--- Data extracts ---
· · · ·

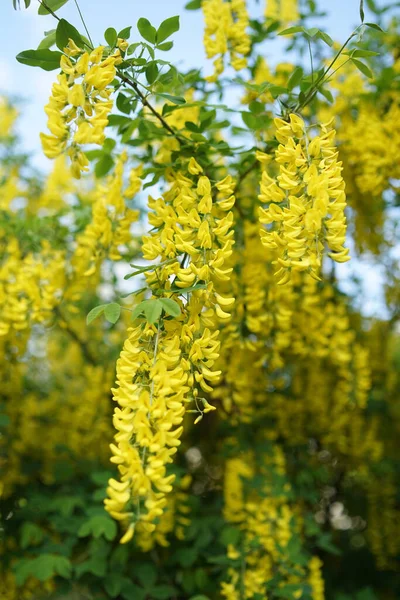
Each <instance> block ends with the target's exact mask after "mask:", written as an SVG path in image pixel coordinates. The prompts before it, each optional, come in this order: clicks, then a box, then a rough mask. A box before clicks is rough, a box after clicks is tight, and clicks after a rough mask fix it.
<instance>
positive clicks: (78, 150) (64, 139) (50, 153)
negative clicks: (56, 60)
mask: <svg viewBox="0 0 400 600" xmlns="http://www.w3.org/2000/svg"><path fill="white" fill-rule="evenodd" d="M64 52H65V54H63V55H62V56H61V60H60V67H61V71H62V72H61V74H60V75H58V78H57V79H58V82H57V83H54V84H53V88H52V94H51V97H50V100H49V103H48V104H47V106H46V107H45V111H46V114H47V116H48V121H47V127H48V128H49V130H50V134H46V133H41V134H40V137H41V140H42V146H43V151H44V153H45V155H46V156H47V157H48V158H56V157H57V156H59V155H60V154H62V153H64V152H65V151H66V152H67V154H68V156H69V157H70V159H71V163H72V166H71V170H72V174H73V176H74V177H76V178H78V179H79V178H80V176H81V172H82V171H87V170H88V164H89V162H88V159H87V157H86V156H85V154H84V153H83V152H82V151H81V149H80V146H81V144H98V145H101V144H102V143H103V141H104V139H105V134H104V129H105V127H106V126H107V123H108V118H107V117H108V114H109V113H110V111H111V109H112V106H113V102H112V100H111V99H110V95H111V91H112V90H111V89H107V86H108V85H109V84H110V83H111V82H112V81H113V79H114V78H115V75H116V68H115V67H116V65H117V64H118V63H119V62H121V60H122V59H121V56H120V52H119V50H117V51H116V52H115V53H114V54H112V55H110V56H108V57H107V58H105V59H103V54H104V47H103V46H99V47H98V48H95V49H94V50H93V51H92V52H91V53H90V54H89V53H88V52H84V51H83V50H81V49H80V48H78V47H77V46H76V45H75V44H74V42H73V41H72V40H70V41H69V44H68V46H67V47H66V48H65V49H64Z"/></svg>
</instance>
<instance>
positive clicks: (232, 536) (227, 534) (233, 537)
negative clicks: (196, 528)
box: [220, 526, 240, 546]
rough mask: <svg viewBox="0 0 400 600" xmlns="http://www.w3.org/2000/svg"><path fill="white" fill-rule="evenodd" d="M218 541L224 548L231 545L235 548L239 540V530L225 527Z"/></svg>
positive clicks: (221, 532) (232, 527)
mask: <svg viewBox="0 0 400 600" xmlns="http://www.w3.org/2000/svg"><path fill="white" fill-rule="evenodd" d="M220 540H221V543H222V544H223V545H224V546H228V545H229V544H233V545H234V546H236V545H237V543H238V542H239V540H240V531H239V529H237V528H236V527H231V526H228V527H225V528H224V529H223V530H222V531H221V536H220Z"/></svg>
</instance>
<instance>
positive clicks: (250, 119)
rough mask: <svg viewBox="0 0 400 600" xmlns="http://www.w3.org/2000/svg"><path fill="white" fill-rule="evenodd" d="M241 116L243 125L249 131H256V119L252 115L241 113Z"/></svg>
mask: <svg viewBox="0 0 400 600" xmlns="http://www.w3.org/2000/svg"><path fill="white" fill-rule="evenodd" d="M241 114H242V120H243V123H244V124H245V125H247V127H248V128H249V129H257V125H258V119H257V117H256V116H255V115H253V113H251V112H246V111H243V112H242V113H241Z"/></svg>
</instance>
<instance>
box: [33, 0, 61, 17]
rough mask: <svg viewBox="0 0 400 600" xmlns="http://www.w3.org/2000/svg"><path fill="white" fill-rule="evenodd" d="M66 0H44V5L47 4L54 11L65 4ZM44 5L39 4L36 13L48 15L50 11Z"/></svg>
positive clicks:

· · · ·

Please retype all of the material exactly, skipping whatever images it holds.

Each <instance> block ends with the target's exact mask after "mask:", written as an SVG path in image pixel coordinates. The prompts before it, each optional, come in this order: clicks, then a box, then a rough mask. A box before clicks is rough, a box after clicks is tight, and clicks after a rough mask fix it.
<instance>
positive clicks: (78, 150) (64, 139) (50, 153)
negative clicks: (56, 60)
mask: <svg viewBox="0 0 400 600" xmlns="http://www.w3.org/2000/svg"><path fill="white" fill-rule="evenodd" d="M64 52H65V54H63V55H62V56H61V60H60V67H61V71H62V72H61V74H60V75H58V78H57V79H58V82H57V83H54V84H53V88H52V94H51V97H50V100H49V103H48V104H47V106H46V107H45V111H46V114H47V116H48V121H47V127H48V128H49V130H50V134H46V133H41V134H40V137H41V140H42V146H43V151H44V153H45V155H46V156H47V157H48V158H56V157H57V156H59V155H60V154H62V153H64V152H65V151H66V152H67V154H68V156H69V157H70V159H71V163H72V166H71V170H72V174H73V176H74V177H76V178H78V179H79V178H80V176H81V172H82V171H87V170H88V164H89V162H88V159H87V157H86V156H85V154H84V153H83V152H82V151H81V149H80V146H81V144H98V145H101V144H102V143H103V141H104V139H105V134H104V129H105V127H106V126H107V123H108V118H107V117H108V114H109V113H110V111H111V109H112V106H113V102H112V100H111V99H110V95H111V91H112V90H111V89H107V86H108V85H109V84H110V83H111V82H112V81H113V79H114V78H115V75H116V68H115V67H116V65H117V64H118V63H119V62H121V60H122V59H121V56H120V52H119V50H117V51H116V52H115V53H114V54H112V55H110V56H108V57H107V58H105V59H103V54H104V47H103V46H99V47H98V48H95V49H94V50H93V51H92V52H91V53H90V54H89V53H88V52H84V51H83V50H81V49H80V48H78V47H77V46H76V45H75V44H74V42H73V41H72V40H70V41H69V44H68V46H67V47H66V48H65V49H64Z"/></svg>
</instance>
<instance>
positive clicks: (232, 536) (227, 534) (233, 537)
negative clicks: (196, 528)
box: [220, 526, 240, 546]
rough mask: <svg viewBox="0 0 400 600" xmlns="http://www.w3.org/2000/svg"><path fill="white" fill-rule="evenodd" d="M218 541L224 548L231 545L235 548L239 540V530L225 527Z"/></svg>
positive clicks: (221, 532) (232, 527)
mask: <svg viewBox="0 0 400 600" xmlns="http://www.w3.org/2000/svg"><path fill="white" fill-rule="evenodd" d="M220 540H221V543H222V544H223V545H224V546H228V545H229V544H233V545H234V546H236V545H237V543H238V542H239V540H240V531H239V529H237V528H236V527H231V526H228V527H225V528H224V529H223V530H222V531H221V536H220Z"/></svg>
</instance>
<instance>
positive clicks: (250, 119)
rough mask: <svg viewBox="0 0 400 600" xmlns="http://www.w3.org/2000/svg"><path fill="white" fill-rule="evenodd" d="M241 116L243 125L249 131H256V119L252 115L241 113Z"/></svg>
mask: <svg viewBox="0 0 400 600" xmlns="http://www.w3.org/2000/svg"><path fill="white" fill-rule="evenodd" d="M241 114H242V120H243V123H244V124H245V125H247V127H248V128H249V129H257V125H258V119H257V117H256V116H255V115H253V113H251V112H246V111H243V112H242V113H241Z"/></svg>
</instance>
<instance>
box: [33, 0, 61, 17]
rough mask: <svg viewBox="0 0 400 600" xmlns="http://www.w3.org/2000/svg"><path fill="white" fill-rule="evenodd" d="M66 0H44V5L47 4L54 11L65 4ZM44 5L39 4L36 13L48 15L50 11Z"/></svg>
positive clicks:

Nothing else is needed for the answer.